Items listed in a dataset
════════
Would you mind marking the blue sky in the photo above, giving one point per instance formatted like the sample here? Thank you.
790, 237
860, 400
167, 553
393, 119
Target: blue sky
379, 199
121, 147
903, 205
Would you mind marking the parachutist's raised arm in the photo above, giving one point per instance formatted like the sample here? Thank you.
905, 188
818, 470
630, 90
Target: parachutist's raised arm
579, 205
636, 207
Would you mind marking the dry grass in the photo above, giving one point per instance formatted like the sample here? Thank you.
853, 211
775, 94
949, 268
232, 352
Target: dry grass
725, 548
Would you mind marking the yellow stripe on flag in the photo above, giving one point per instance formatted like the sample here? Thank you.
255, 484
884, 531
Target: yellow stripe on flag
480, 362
════════
§ **ACTIVITY**
Would you return all of the data exactly as it stands above?

§ **EXPECTED OUTPUT**
Would you mind marking the blue sky in the photo above, giving one point per instance formatted like the sample here? Thank you.
790, 237
860, 400
167, 553
393, 119
Target: blue sky
379, 199
121, 147
903, 205
Would you mind marking the parachutist's raised arm in the photo above, giving one point per instance formatted like the sample here? Thank you.
905, 188
818, 470
630, 90
Target: parachutist's raised arm
579, 205
636, 207
Would you mind marking the dry grass in the photo above, giving one point per instance formatted like the sample here? Thank you.
853, 211
775, 94
949, 268
232, 352
Target: dry grass
725, 548
Would you mind marking the yellow stripe on flag in the photo above, giving one point per instance formatted like the sample here? Thank you.
255, 484
884, 531
Target: yellow stripe on flag
480, 362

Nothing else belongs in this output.